START SELECTED EXCERPT

Kenya may be forced to import processed milk products following a monthly drop in the milk supply from 63.4 million liters in January to 40.2 million liters in June, a government official said on Wednesday.
Peter Munya, cabinet secretary for agriculture, livestock, fisheries and cooperatives blamed the shortage of raw milk sold to processors by farmers on a drastic drop in farm production and sale of raw milk in the informal sector.
“We are in distress. If this situation continues, we shall be forced to import milk products, which we do not want to,” Munya said in Nairobi during a sector review meeting by the Kenya Dairy Board.
Munya called on farmers to intensify the production of milk and ensure that the milk is marketed formally to sustain more than 750,000 jobs created by the sector.
“This will ensure that we build on the gains made so far in the sector and can absorb shocks arising from the COVID-19 pandemic. I want to assure farmers that the government and my ministry, in particular, will continue supporting them to ensure that they get a favorable return on their investments,” he said.

END SELECTED EXCERPT
START RECORDS SUPPLIED

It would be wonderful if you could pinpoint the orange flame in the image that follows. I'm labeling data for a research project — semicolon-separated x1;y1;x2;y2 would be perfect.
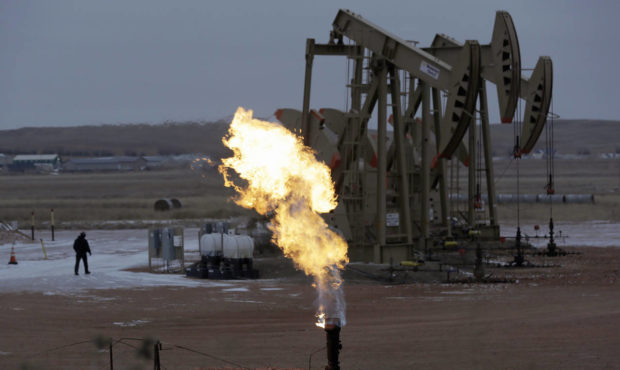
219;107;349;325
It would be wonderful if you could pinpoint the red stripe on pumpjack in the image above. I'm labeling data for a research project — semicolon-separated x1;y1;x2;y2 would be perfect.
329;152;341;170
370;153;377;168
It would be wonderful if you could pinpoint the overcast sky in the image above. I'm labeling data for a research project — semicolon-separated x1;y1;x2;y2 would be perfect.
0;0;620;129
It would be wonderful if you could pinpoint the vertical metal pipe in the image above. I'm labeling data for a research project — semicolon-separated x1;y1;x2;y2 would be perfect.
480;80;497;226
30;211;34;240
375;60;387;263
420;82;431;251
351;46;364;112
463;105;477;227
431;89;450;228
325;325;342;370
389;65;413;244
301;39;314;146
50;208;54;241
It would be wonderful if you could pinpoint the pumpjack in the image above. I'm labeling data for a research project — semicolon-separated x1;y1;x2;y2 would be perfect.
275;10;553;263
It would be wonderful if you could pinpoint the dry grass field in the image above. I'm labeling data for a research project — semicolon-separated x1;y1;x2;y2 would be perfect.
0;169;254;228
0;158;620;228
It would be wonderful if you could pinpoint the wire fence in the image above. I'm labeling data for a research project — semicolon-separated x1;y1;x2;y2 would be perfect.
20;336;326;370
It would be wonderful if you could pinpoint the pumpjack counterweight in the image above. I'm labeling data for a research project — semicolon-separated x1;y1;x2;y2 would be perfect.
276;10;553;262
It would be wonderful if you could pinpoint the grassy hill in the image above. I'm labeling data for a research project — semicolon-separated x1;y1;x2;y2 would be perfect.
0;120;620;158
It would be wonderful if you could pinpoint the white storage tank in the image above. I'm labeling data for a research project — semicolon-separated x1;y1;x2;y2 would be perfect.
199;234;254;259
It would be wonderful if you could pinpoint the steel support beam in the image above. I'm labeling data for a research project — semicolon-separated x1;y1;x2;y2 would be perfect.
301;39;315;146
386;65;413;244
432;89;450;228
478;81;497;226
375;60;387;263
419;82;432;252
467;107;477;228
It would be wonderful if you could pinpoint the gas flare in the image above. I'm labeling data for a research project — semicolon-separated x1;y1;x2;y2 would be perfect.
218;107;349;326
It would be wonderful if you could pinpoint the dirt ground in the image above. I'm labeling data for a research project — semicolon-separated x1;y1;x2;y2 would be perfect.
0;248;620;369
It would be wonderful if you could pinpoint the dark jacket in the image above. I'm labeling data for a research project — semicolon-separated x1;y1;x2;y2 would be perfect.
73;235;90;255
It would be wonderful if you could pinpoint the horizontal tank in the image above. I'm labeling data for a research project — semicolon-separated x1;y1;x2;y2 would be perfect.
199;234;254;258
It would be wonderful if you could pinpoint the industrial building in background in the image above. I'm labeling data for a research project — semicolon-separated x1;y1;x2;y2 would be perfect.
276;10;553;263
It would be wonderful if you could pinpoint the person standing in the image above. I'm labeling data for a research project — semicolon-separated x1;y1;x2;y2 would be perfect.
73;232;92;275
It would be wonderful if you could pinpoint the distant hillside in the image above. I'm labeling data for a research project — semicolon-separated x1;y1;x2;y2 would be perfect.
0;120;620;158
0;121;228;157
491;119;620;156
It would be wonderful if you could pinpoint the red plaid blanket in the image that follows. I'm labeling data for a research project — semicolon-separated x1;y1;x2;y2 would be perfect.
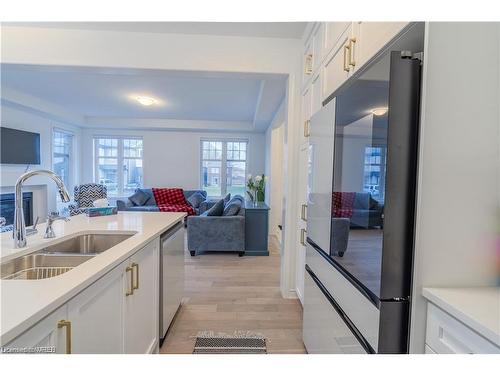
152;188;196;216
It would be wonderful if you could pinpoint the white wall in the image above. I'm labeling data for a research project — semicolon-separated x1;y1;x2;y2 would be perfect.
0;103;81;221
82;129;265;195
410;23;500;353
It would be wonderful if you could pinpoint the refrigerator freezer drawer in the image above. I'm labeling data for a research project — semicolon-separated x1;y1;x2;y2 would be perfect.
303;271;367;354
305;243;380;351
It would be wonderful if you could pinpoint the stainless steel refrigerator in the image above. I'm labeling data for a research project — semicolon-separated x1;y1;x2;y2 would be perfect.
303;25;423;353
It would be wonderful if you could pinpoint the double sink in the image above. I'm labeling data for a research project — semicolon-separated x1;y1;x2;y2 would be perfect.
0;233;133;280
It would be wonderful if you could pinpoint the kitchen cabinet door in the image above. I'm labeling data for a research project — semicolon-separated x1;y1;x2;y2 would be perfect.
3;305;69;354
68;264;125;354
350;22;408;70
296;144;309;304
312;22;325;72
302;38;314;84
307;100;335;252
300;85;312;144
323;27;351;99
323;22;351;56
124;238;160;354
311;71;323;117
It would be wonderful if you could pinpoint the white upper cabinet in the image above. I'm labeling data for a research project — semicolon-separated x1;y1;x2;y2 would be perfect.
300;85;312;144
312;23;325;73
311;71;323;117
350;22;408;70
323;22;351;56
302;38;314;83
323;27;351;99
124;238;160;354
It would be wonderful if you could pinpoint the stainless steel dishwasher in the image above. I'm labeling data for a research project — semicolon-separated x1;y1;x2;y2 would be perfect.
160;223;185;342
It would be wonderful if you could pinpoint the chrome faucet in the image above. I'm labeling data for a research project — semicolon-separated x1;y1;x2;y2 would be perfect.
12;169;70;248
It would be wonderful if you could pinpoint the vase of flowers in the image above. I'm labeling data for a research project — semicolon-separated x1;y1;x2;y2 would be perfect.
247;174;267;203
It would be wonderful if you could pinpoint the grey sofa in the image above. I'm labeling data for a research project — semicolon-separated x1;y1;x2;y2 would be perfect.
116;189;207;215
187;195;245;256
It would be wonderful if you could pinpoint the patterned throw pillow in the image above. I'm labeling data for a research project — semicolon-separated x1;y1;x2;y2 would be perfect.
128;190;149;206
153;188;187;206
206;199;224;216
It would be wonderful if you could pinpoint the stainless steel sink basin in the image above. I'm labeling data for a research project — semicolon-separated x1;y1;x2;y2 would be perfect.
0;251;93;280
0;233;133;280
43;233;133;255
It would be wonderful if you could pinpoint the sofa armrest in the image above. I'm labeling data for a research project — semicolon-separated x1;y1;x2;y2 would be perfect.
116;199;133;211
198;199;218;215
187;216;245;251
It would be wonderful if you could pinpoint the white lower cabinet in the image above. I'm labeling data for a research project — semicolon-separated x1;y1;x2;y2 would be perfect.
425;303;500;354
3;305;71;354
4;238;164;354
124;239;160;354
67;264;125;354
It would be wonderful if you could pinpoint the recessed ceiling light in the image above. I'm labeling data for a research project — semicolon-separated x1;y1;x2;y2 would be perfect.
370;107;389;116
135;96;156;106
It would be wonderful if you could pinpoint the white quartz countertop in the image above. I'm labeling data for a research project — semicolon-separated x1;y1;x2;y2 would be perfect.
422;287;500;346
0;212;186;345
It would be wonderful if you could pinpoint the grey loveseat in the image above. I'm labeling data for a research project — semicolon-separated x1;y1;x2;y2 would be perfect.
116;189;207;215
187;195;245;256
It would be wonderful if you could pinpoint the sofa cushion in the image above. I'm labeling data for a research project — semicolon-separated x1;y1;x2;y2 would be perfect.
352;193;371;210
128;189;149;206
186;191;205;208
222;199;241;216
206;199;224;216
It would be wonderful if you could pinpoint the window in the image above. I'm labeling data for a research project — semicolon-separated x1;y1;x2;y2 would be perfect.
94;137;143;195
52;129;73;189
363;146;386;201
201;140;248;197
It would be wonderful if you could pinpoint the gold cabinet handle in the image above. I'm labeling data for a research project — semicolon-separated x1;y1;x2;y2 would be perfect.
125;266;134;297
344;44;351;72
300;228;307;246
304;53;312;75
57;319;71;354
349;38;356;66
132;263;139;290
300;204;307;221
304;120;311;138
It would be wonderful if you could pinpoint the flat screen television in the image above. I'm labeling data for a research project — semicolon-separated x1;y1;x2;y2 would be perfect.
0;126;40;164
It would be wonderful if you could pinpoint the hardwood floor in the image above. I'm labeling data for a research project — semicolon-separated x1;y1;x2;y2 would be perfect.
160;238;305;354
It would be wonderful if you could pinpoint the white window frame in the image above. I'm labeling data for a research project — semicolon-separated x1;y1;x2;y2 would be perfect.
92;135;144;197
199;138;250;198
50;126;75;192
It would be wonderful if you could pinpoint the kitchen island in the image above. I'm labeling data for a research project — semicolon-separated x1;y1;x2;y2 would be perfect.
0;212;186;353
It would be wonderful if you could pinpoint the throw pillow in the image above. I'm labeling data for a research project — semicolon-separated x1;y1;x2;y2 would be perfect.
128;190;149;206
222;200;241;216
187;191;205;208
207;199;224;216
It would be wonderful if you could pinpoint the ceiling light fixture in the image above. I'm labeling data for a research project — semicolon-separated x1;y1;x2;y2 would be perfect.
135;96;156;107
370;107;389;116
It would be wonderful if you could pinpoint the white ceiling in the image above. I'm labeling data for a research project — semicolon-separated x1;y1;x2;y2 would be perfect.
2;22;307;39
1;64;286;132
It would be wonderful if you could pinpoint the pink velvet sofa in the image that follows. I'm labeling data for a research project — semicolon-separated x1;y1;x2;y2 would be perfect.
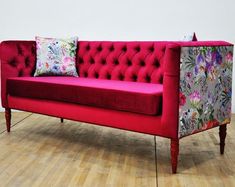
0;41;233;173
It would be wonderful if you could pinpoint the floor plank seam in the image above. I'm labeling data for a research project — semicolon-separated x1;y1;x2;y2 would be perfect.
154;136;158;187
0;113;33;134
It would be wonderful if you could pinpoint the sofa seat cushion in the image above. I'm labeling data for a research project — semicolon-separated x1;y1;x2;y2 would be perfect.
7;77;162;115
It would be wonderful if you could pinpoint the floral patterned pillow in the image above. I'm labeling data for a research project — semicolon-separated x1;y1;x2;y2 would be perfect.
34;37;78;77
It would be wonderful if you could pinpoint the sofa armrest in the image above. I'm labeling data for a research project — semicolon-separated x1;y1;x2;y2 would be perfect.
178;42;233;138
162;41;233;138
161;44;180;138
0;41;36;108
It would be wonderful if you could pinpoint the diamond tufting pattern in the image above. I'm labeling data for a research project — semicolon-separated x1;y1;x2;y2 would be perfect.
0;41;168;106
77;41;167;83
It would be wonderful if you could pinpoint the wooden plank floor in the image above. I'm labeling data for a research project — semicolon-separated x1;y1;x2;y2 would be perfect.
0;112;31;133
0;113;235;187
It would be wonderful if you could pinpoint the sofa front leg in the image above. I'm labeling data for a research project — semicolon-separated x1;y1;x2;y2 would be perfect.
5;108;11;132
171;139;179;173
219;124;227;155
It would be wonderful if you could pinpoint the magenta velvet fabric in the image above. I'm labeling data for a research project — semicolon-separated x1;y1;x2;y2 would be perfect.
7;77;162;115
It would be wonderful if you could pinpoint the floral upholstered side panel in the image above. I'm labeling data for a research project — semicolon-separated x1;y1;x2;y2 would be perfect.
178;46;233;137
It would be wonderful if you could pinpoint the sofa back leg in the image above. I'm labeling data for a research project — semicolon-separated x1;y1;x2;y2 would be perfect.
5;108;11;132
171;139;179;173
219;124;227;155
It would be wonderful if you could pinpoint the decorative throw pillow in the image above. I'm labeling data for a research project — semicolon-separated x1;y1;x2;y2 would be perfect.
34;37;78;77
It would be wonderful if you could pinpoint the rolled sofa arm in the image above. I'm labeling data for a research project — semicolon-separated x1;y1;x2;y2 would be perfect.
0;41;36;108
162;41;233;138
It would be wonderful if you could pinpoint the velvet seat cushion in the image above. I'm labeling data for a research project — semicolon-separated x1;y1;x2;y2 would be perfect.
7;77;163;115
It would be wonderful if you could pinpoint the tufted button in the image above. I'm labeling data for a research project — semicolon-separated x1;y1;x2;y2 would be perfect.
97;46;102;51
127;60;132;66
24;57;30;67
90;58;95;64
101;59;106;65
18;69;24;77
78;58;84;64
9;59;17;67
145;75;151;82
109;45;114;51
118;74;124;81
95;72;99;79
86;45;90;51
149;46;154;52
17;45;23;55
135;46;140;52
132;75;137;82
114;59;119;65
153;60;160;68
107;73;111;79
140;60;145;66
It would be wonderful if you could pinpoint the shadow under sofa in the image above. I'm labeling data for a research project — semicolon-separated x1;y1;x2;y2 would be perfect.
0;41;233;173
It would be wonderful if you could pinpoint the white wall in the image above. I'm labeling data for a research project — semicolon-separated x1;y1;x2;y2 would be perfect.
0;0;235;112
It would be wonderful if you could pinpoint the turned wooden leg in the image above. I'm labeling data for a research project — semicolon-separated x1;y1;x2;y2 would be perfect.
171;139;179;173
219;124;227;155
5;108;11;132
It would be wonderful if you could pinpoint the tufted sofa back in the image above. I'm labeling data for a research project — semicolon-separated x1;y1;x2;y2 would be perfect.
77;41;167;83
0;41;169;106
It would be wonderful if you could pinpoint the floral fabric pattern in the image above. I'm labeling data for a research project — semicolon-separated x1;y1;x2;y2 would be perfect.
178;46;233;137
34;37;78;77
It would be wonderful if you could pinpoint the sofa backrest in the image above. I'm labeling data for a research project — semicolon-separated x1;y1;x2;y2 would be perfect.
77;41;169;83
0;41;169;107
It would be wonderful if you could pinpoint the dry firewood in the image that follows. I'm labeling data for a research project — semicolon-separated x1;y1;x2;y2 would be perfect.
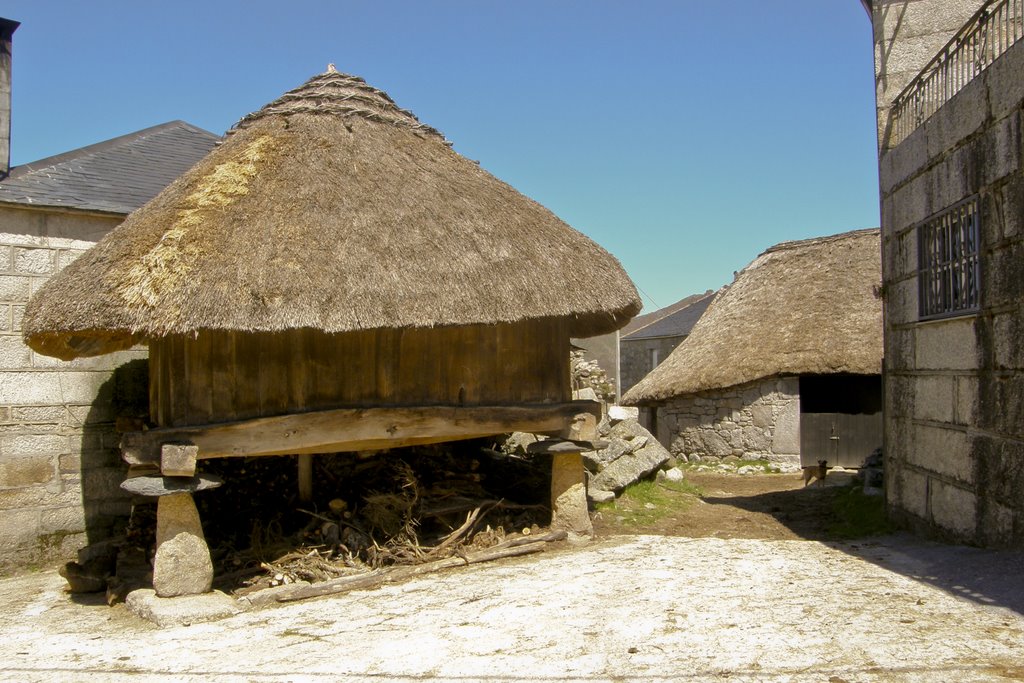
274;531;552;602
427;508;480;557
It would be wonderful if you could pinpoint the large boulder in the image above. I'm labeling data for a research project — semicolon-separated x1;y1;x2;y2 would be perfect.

END RECORDS SUPPLIED

QUESTIONS →
[a] Set down the passage of the article on Kenya's milk shortage from "Peter Munya, cabinet" up to and including "Kenya Dairy Board.", copying every word and punctuation mark without change.
[b] Take the article on Kenya's milk shortage further, beginning after its final sentence.

OUTPUTS IN ORDER →
[a]
Peter Munya, cabinet secretary for agriculture, livestock, fisheries and cooperatives blamed the shortage of raw milk sold to processors by farmers on a drastic drop in farm production and sale of raw milk in the informal sector.
“We are in distress. If this situation continues, we shall be forced to import milk products, which we do not want to,” Munya said in Nairobi during a sector review meeting by the Kenya Dairy Board.

[b]
Kenya faced raw milk oversupply towards the end of last year and early this year, which, combined with milk imports from the East Africa Community halved the price of raw milk paid to farmers, a review by the board showed.
Despite the government imposing a 10 percent on milk imports to protect local farmers and setting a minimum price for raw milk processors to pay farmers, supply has continued to drop.
Nixon Sigey, managing director of the state-owned milk processor, New KCC said the situation is so dire that they are operating at 40 percent of their capacity.
Data from the Kenya National Bureau of Statistics shows that the sector is a source of livelihood to some 1.8 million smallholder farmers.